SOURCE EXTRACT:
That is the first time for many a day that Jacob had named the name of God. In all the dark story of his wicked intrigue the name of God is never mentioned. Jacob wanted to forget God! God would be a disturbing presence! But here he encounters Him in a dream, and in the most unlikely place. "And he was afraid, and said, How dreadful is this place!"
Jacob had yet to learn that there is everywhere "a ladder set up on the earth and the top of it reaches to heaven." There was a ladder from the very tent in which he wore his deceptive skin. There was a ladder from the secret place where he and his mother wove their mischievous plot. There is no corner of earth which is cut away from the Divine vigilance. God gets at us everywhere.
But there is a merciful side to all this. If the ladder be everywhere, and God can get at us, then also everywhere we can get at God. There are "ascending angels" who will carry our confessions, our prayers, our sighs and mournings, to the very heart of the eternally gracious God.
FEBRUARY The Sixth
_THE HOME-BIRD_
PSALM xci. 1-12.

GIVEN RECORDS:
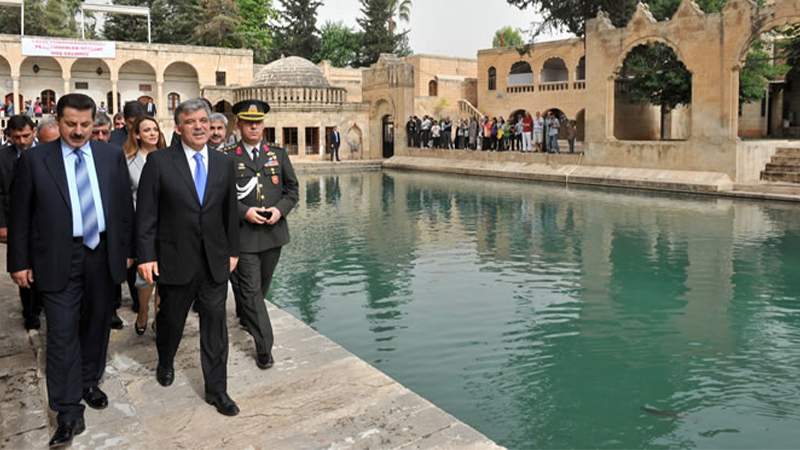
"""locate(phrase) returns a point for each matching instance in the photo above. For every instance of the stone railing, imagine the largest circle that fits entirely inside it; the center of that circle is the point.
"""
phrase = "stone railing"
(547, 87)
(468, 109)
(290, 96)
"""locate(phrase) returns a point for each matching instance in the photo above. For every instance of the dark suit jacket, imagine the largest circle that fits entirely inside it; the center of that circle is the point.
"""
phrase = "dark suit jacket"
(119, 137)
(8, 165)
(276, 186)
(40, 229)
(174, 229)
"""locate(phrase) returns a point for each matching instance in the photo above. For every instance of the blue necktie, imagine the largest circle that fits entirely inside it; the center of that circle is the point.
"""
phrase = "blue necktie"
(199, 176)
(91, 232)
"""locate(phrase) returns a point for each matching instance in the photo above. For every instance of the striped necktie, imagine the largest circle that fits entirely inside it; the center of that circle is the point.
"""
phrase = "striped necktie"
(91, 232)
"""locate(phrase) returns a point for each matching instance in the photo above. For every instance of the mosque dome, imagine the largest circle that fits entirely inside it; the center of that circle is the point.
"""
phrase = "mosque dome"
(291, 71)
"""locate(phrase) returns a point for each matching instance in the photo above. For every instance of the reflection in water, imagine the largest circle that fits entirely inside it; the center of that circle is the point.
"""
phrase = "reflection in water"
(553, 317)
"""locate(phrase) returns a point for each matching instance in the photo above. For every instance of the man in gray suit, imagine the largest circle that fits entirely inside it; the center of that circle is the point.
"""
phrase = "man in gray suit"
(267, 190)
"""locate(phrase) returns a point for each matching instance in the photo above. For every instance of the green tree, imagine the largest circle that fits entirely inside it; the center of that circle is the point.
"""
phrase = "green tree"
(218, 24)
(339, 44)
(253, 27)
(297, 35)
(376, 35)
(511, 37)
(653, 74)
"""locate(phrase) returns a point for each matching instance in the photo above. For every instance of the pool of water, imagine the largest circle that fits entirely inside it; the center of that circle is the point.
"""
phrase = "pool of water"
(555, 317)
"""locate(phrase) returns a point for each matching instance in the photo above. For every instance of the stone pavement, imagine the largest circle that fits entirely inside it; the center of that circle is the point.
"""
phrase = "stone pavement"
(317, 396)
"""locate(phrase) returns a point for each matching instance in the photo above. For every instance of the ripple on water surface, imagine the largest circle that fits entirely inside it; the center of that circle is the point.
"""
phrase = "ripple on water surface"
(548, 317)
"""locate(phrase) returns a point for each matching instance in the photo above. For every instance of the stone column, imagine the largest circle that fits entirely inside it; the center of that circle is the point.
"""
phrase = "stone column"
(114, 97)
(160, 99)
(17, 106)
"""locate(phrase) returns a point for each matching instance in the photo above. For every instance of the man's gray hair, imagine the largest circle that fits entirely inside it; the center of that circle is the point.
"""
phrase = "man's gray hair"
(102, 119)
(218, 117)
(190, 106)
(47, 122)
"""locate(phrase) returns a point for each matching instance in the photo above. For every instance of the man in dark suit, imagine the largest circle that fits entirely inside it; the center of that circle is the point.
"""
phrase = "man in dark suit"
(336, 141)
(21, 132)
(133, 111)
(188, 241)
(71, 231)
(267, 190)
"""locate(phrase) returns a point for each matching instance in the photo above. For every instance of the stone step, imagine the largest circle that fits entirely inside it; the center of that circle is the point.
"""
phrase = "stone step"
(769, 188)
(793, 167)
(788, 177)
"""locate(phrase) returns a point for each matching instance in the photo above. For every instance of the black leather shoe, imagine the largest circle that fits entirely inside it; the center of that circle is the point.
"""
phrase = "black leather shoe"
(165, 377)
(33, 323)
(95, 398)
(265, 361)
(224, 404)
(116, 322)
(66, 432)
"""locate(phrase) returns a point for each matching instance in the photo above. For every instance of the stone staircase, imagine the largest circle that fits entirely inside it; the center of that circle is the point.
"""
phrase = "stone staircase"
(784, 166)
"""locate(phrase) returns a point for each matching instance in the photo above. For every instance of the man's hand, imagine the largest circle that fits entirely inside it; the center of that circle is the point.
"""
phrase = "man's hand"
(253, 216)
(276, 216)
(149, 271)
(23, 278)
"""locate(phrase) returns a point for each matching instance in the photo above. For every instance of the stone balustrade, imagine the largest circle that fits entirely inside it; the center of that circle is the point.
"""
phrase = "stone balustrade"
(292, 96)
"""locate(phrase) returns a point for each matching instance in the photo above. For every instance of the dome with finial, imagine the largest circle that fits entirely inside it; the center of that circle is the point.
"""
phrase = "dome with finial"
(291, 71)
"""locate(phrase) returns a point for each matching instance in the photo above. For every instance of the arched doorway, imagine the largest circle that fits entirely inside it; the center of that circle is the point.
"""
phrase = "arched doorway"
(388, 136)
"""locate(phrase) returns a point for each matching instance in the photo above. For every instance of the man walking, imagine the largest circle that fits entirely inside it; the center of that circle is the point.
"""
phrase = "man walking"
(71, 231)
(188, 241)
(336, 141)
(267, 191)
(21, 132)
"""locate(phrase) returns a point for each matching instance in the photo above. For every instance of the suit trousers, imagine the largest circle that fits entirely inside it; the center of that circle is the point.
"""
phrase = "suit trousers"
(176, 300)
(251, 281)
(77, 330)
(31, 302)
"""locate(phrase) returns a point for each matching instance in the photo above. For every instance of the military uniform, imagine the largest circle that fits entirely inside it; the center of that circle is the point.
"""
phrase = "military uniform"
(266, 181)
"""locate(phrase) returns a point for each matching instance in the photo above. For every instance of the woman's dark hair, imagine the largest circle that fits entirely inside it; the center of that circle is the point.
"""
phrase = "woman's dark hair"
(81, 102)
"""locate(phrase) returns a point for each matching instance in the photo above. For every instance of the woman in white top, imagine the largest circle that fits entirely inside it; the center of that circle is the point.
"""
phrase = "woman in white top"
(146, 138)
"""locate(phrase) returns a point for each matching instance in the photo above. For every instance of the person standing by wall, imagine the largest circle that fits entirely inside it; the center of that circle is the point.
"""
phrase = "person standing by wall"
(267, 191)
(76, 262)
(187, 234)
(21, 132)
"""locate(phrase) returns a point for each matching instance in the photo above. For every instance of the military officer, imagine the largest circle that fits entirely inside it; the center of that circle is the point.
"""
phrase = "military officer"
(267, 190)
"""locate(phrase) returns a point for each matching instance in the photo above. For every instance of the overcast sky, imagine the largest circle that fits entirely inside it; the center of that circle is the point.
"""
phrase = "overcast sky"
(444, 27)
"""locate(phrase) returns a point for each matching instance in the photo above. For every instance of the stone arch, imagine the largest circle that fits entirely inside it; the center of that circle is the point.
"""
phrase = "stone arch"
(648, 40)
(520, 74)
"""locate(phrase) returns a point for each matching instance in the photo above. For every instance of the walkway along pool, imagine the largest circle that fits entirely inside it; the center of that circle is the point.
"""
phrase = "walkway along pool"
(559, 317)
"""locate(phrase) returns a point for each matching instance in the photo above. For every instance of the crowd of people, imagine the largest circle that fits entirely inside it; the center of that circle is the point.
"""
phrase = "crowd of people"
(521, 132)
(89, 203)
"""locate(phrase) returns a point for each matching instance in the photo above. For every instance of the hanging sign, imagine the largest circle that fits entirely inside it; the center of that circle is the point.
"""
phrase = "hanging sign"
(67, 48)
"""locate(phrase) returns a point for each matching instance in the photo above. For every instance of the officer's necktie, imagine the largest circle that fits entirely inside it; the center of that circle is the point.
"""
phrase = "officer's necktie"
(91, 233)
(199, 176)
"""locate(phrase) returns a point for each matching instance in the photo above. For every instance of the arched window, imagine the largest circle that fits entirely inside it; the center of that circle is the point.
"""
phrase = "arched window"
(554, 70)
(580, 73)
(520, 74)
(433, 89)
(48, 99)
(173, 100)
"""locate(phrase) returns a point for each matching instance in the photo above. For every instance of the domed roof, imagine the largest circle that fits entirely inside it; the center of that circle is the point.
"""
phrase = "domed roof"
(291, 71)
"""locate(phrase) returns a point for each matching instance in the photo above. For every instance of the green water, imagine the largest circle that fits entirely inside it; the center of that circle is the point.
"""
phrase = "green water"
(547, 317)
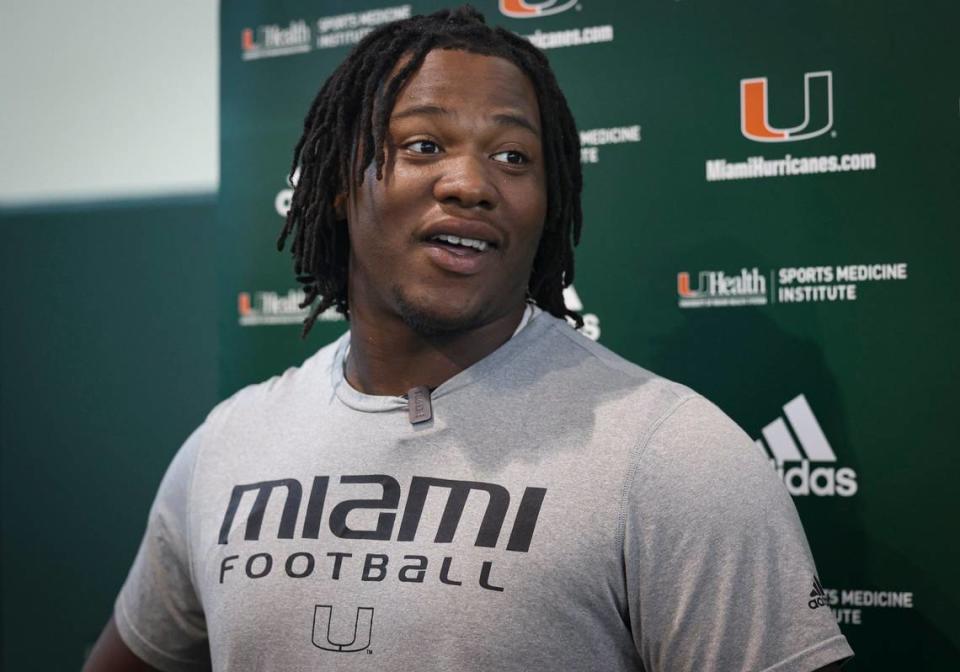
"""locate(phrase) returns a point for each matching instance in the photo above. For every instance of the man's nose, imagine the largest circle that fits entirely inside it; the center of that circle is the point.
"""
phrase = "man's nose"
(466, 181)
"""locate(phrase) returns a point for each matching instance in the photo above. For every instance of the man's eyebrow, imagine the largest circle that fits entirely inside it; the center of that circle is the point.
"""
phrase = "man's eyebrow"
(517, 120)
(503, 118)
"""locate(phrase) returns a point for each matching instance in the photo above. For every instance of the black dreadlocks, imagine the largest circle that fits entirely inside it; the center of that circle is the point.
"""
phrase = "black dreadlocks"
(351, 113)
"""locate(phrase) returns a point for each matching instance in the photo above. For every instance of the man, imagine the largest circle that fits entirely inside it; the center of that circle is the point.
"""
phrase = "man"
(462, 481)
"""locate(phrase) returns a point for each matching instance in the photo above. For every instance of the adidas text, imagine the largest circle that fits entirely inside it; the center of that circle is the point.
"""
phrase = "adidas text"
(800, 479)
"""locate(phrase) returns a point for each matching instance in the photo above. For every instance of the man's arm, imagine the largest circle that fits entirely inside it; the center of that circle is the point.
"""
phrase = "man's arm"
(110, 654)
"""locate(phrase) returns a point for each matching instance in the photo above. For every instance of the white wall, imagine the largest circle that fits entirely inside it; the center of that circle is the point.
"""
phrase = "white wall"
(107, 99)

WORK INSTRUCTIONS:
**1)** Answer these questions from the reading on Jacob's dream:
(a) What did Jacob say when he was afraid?
(b) What had Jacob not named for many a day?
(c) What do the "ascending angels" carry to God?
**2)** Carry on the reading on Jacob's dream from its final line.
The records were taken from a separate source.

RESPONSES BY TASK:
**1)**
(a) "How dreadful is this place!"
(b) The name of God.
(c) Our confessions, our prayers, our sighs and mournings.

**2)**
I read a sentence the other day in which a very powerful modern writer describes a certain woman as "having God on her visiting list." We may recoil from the phrase, but it very vitally describes a very awful commonplace. Countless thousands have God on their visiting lists. They pay Him courtesy-calls, and between the calls He is forgotten. Perhaps the call is paid once a week in the social function of worship. Perhaps it is paid more rarely, like calls between comparative strangers. How great the contrast between a caller and one who dwells in the secret place! It is the difference between a flirt and a "home-bird," between one who flits about on a score of fancies, and one who settles down in the solid satisfaction of a supreme affection.
"_Shall abide under the shadow of the Almighty._" Such is the reward of the "home-bird," the settled friend of the Lord. The shadow of the Lord shall rest upon him continually. I sometimes read of our monarchs being "shadowed" by protective police. In an infinitely more real and intimate sense the soul that dwells in "the secret place" is shadowed by the sleepless grace and love of God.
FEBRUARY The Seventh
_LEAVING ITS MARK_
"_Fear not, thou worm Jacob, I will make thee a threshing instrument with teeth._" --ISAIAH xli. 8-14.
Could any two things be in greater contrast than a worm and an instrument with teeth? The worm is delicate, bruised by a stone, crushed beneath a passing wheel; an instrument with teeth can break and not be broken, it can grave its mark upon the rock. And the mighty God can convert the one into the other. He can take a man or a nation, who has all the impotence of the worm, and by the invigoration of His own Spirit He can endow them with strength by which they will leave a noble mark upon the history of their time.